Sandia LabNews

Massive MESA project advances to next step


On a cold day in February, MESA program director Don Cook (1900) stands with his hands in the pockets of his black overcoat, looking through a chainlink fence at two huge front-end loaders digging up the field west of Bldg. 897 at the southeast corner of Area 1.

Sixty-eight million dollars will come in this year from the NNSA to push further forward a $423 million project expected not only to renovate much Sandia physical plant and equipment but also revive any flagging Sandia spirit (if any still remains to be energized post-9/11).

"This is where the Weapons Integration Center will be — three stories, with 181 weapon engineers," Don says. Gesturing to the east of the Microelectronics Development Lab, he says, "There is where the MicroFab will be, with new cleanrooms and equipment to replace CSRL [the Compound Semiconductor Research Laboratory].

"The pedestrian walkway will be here where we’re standing. We’ll have a Starbucks and maybe a cafeteria."

Pointing north of MDL, he indicates the site for the upgrade of major support systems, and in MDL, the installation of the latest equipment for producing radiation-hardened circuitry.

# RECORDS PROVIDED
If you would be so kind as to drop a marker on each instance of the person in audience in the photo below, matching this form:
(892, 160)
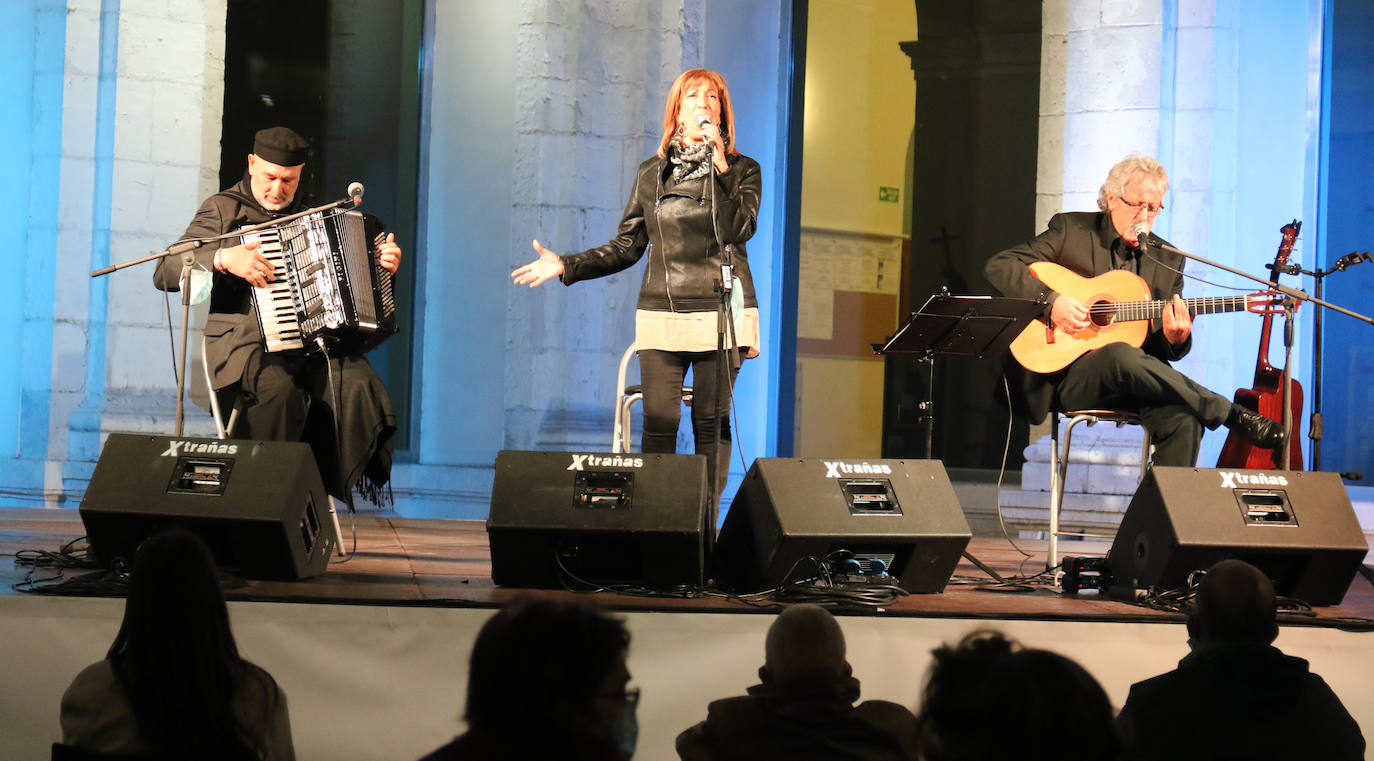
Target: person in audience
(804, 705)
(548, 679)
(991, 699)
(173, 684)
(1237, 695)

# WORK TO DO
- a) In the MESA article, condense the paragraph that begins "This is where the Weapons Integration Center will be" into a short bulleted list that keeps its main facts.
- b) Extend the MESA article with a few more paragraphs that follow on from its final sentence.

# RESULTS FOR THE EXERCISE
- a)
- Weapons Integration Center: on this site, three stories, 181 weapon engineers
- MicroFab: east of the Microelectronics Development Lab, with new cleanrooms and equipment to replace the Compound Semiconductor Research Laboratory (CSRL)

- b)
"We’ve already paid $9 million for rad-hard tools for MDL, with another $30 million to be spent this year," he says.

To the west, almost to the Technology Transfer Center, will be the Joint Computational Engineering Laboratory building, a construction project managed separately from MESA but integrated functionally, where facilities and equipment for computational research and engineering will be located.

After several years of occasionally frustrating, line-by-line budget discussions with staff of the Senate, House, DOE, and NNSA, Don — a flexibly strong person who is calm on the outside but driven on the inside — has developed so intense and unswerving a belief in this project that he can make listeners almost see buildings otherwise invisible already standing on bare earth.

He points out the contributions of others as he itemizes the varied achievements of the massive project as it moves from paper to physical reality:

  • $68 million allotted this year by NNSA for MESA engineering design completion, rerouting of MESA site utilities, upgrading of the MDL major support systems, and retooling of the equipment for producing radiation-hardened microelectronics.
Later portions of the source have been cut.